*THE TASK*
Please set out every line of the listing below as a Markdown table with the columns "Row" and "Listing line," numbering the rows in order and omitting blank lines.
**** DATA LINES
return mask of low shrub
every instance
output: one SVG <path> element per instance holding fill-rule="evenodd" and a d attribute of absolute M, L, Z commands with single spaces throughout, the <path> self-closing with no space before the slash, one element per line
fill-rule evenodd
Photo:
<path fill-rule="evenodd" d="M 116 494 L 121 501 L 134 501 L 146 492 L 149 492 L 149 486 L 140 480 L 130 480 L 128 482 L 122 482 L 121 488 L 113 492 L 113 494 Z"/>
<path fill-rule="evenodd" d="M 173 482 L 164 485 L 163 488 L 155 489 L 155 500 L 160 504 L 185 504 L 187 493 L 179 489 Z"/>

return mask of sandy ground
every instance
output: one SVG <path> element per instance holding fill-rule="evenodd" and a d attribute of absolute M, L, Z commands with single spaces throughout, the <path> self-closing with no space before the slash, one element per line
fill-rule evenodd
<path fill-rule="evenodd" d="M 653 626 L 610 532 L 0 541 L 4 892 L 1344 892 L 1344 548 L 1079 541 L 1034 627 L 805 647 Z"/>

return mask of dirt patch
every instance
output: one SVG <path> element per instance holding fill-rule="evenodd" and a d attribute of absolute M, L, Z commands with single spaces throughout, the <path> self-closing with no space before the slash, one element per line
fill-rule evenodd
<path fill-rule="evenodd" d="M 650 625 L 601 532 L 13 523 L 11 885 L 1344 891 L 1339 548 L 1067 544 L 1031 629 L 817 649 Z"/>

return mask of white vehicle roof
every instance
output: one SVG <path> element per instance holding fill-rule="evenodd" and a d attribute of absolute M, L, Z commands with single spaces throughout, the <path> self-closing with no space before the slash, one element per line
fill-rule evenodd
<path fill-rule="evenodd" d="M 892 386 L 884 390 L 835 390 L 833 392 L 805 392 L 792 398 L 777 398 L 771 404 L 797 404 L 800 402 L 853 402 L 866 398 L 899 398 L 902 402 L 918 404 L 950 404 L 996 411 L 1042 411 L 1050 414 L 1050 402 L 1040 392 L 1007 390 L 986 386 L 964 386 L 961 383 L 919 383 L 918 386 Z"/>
********
*RESPONSE FOR THIS EXERCISE*
| Row | Listing line |
|---|---|
| 1 | return mask of low shrub |
| 2 | every instance |
| 3 | output: one SVG <path> element per instance holding fill-rule="evenodd" and a d attribute of absolute M, L, Z commands with single spaces throughout, the <path> self-closing with no space before the slash, one element per line |
| 4 | fill-rule evenodd |
| 5 | Photo: |
| 6 | <path fill-rule="evenodd" d="M 116 494 L 121 501 L 134 501 L 146 492 L 149 492 L 149 486 L 140 480 L 130 480 L 128 482 L 122 482 L 121 488 L 113 492 L 113 494 Z"/> |
| 7 | <path fill-rule="evenodd" d="M 173 482 L 164 485 L 163 488 L 155 489 L 155 500 L 160 504 L 185 504 L 187 493 L 179 489 Z"/> |
| 8 | return mask of sandy ground |
| 9 | every instance |
| 10 | output: one SVG <path> element per instance holding fill-rule="evenodd" and a d attribute of absolute M, L, Z commands with single spaces throughout, the <path> self-closing with no space before the slash, one element per line |
| 11 | fill-rule evenodd |
| 12 | <path fill-rule="evenodd" d="M 653 626 L 610 532 L 0 541 L 4 892 L 1344 892 L 1344 548 L 1079 541 L 1034 627 L 805 647 Z"/> |
| 13 | return mask of dirt patch |
| 14 | every instance |
| 15 | output: one SVG <path> element per instance holding fill-rule="evenodd" and a d attribute of absolute M, L, Z commands with single spaces throughout, the <path> self-closing with no space before the slash, one element per line |
| 16 | fill-rule evenodd |
| 17 | <path fill-rule="evenodd" d="M 650 625 L 601 532 L 13 523 L 11 885 L 1344 891 L 1339 548 L 1067 544 L 1031 629 L 817 649 Z"/> |
| 18 | return mask of white vehicle roof |
| 19 | every instance |
| 20 | output: one SVG <path> element per instance holding fill-rule="evenodd" and a d attribute of absolute M, L, Z commands with single spaces throughout, the <path> self-closing with no space before the slash, one element per line |
| 21 | fill-rule evenodd |
| 22 | <path fill-rule="evenodd" d="M 892 386 L 884 390 L 835 390 L 833 392 L 805 392 L 792 398 L 777 398 L 771 404 L 797 404 L 800 402 L 853 402 L 866 398 L 899 398 L 902 402 L 918 404 L 950 404 L 996 411 L 1042 411 L 1050 414 L 1050 402 L 1040 392 L 1007 390 L 986 386 L 964 386 L 961 383 L 919 383 L 918 386 Z"/> |